### [正文]
* * * * *

广电媒体占用了频道这一公共资源,其主动的不端行为,以及不作为和作为不够都将关系到普遍的福祉。因此公共服务成为广电媒体不可推卸的总体性社会责任, “除了一般的平衡、公正,服务少数族群或利益外,还必须禁止色情、暴力节目与某些广告的播出” [1 ],以避免节目的低俗化损害公共利益。然而,近年来在世界范围内广电节目的低俗化愈演愈烈,给社会道德风气和人类文明尤其是青少年儿童的健康成长造成了严重的负面影响,这已成为全球广播电视公共服务所面临的突出问题。
摘 要:在市场逻辑的支配下,广电媒体因过度追求收视率导致了节目愈来愈低俗化。但是由于低俗化的内涵和外延非常宽泛,很难对其准确界定,这使得电视节目低俗化治理充满了模糊性和不确定性。为了准确界定低俗化,减少低俗化治理中存在的模糊性和不确定性,通过公众访谈详细描绘了电视节目低俗化的常规特征及其收视心理,从内容特征和内在心理影响两个层面系统把握了节目低俗化的意涵,阐明了节目低俗化的实指对象及其管制重点。
关键词:广播电视论文,低俗化,真实需要,虚假需要
节目低俗化也是我国广电公共服务亟待解决的现实问题。在20世纪90年代以来传媒市场化改革的过程中,我国广电媒体变成了自主经营、自负盈亏的市场竞争主体,为此广电媒体必须追求收视率以保障自身的生存和发展。白岩松认为:“现在媒体最大的压力不是责任实施的问题,甚至不是政治压力,而是生存压力,我看到越来越多的媒体为生存压力,走到物质第一的地步,都已没有自己的价值观和追求了,钱是第一位的。” [2 ]广电媒体追求收视率,这本身并没有问题,而关键在于靠什么来提升收视率。在社会转型中,原本相对单一的社会价值观念已经变得多元,在世俗、功利、浮躁等社会风气的影响下,电视观众的娱乐消费欲求不断增加,电视媒体为了竞逐收视率而降低了节目内容的品质与格调,趋向于迎合公众低级趣味的娱乐消费心理,而使得节目变得越来越低俗化。

* * * * *

### [任务要求]
a: 正文提到我国广电媒体必须追求收视率,请用一到三句话说明原因。
b: 返回正文中从“摘 要:在市场逻辑的支配下,广电媒体因过”开始、一直到“俗化的实指对象及其管制重点。”为止的原文,一字不改。

### [记录列表]
* * * * *

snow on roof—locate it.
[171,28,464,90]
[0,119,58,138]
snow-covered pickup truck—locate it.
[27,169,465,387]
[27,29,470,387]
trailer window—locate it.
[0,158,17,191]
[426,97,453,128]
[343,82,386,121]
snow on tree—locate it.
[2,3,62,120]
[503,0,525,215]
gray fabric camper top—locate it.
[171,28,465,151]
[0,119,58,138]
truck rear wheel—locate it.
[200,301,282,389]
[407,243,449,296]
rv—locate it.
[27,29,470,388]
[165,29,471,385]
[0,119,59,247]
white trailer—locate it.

* * * * *

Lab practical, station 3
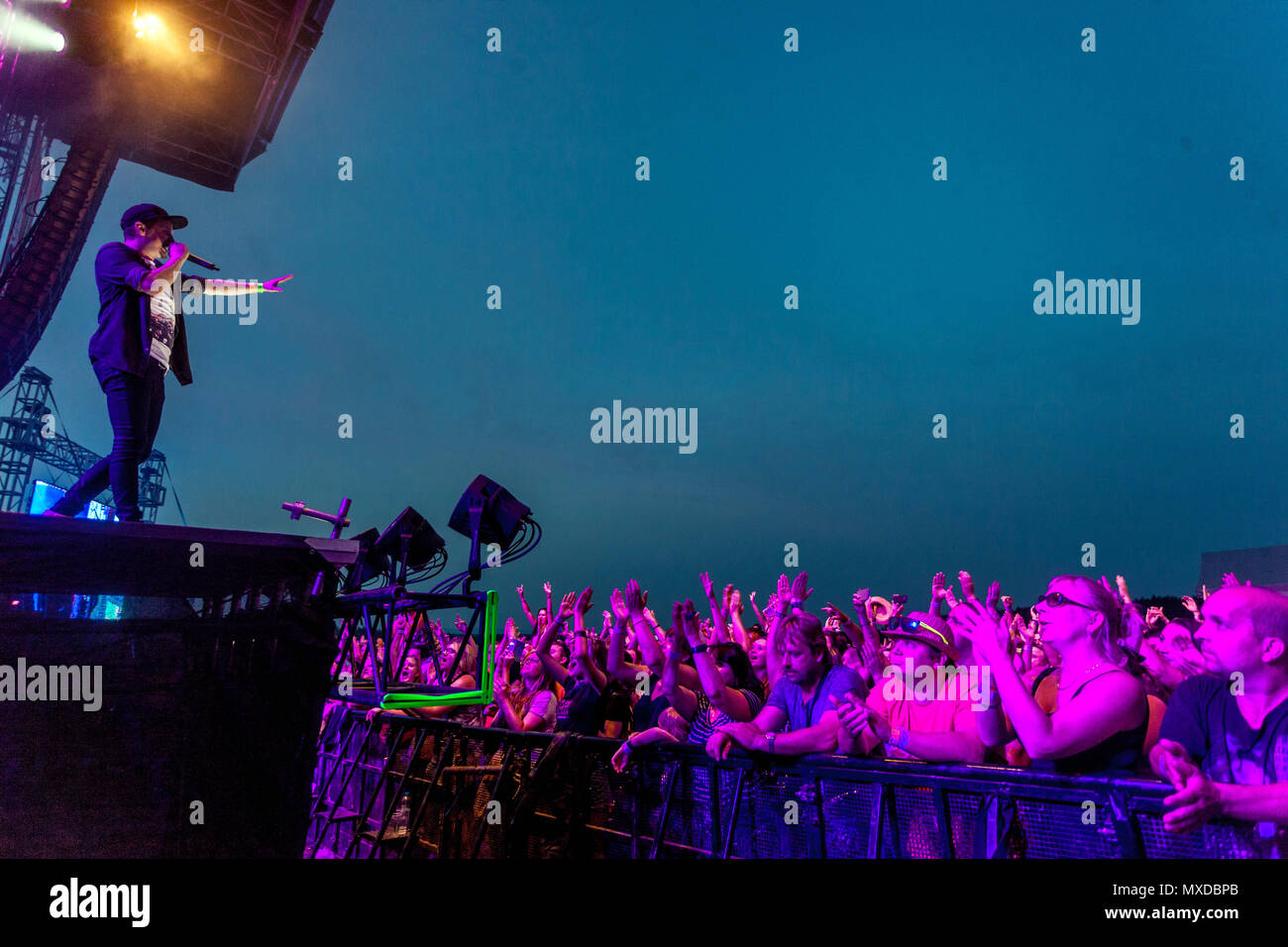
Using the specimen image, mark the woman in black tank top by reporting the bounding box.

* * * * *

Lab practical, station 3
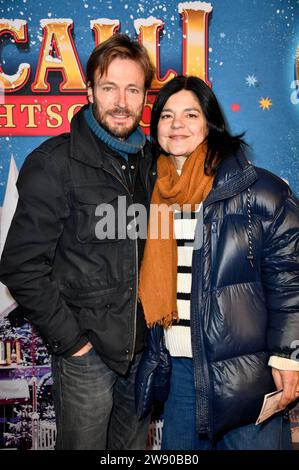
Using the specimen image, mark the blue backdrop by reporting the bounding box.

* * * * *

### [各题答案]
a: 20世纪90年代以来,传媒进行了市场化改革。在这一过程中,我国广电媒体变成了自主经营、自负盈亏的市场竞争主体。因此,它们必须追求收视率,才能保障自身的生存和发展。

b:
摘 要:在市场逻辑的支配下,广电媒体因过度追求收视率导致了节目愈来愈低俗化。但是由于低俗化的内涵和外延非常宽泛,很难对其准确界定,这使得电视节目低俗化治理充满了模糊性和不确定性。为了准确界定低俗化,减少低俗化治理中存在的模糊性和不确定性,通过公众访谈详细描绘了电视节目低俗化的常规特征及其收视心理,从内容特征和内在心理影响两个层面系统把握了节目低俗化的意涵,阐明了节目低俗化的实指对象及其管制重点。